(Dataset items)
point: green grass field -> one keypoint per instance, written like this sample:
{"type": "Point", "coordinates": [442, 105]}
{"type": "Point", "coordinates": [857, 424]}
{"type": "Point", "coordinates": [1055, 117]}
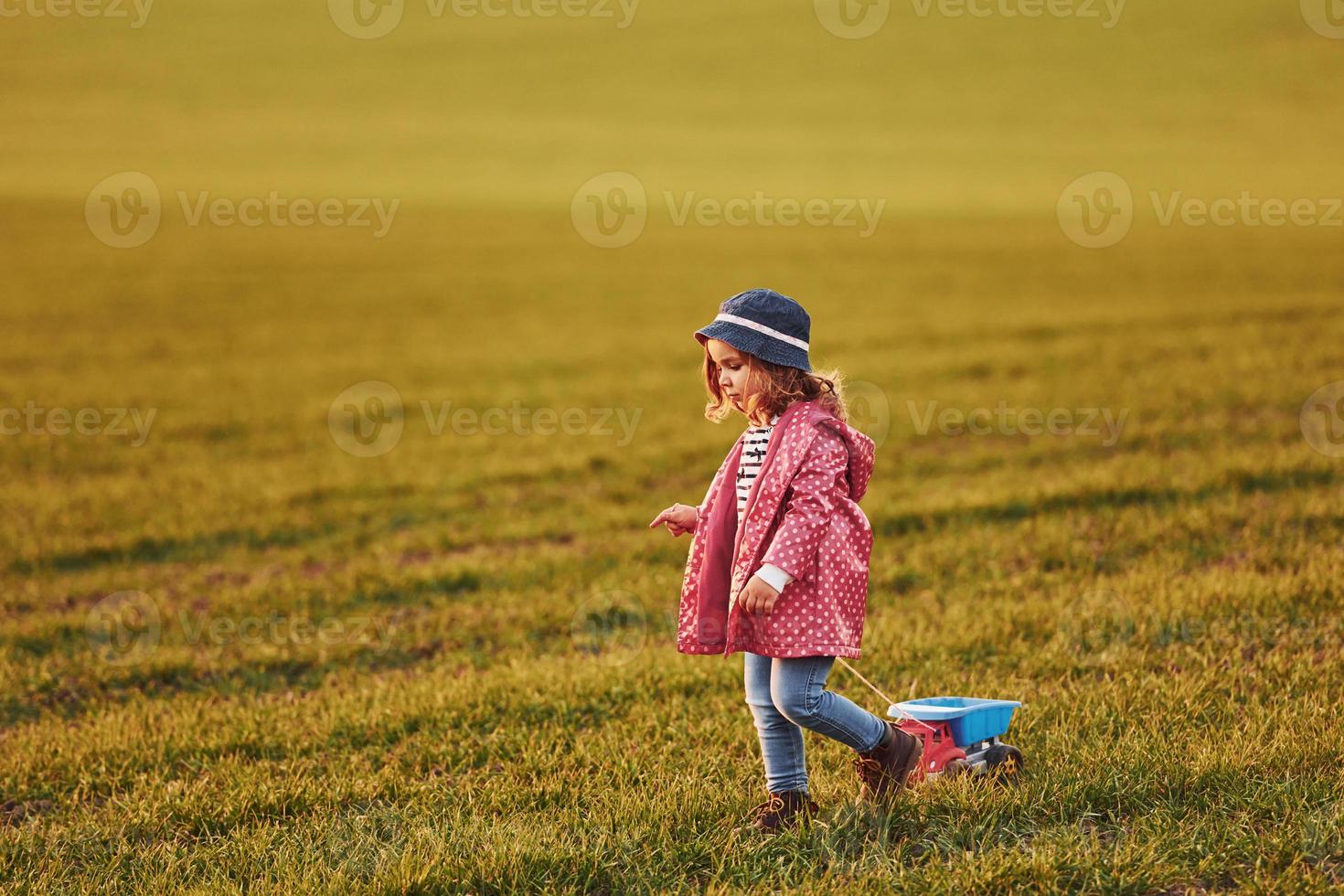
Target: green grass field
{"type": "Point", "coordinates": [451, 667]}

• _Directions for this task_
Repeat the data word for word, excluding any image.

• _Output of the exercise_
point: green grass field -> one keypoint per instance, written like this sample:
{"type": "Point", "coordinates": [442, 105]}
{"type": "Point", "coordinates": [857, 424]}
{"type": "Point", "coordinates": [1055, 117]}
Target: green grass field
{"type": "Point", "coordinates": [451, 667]}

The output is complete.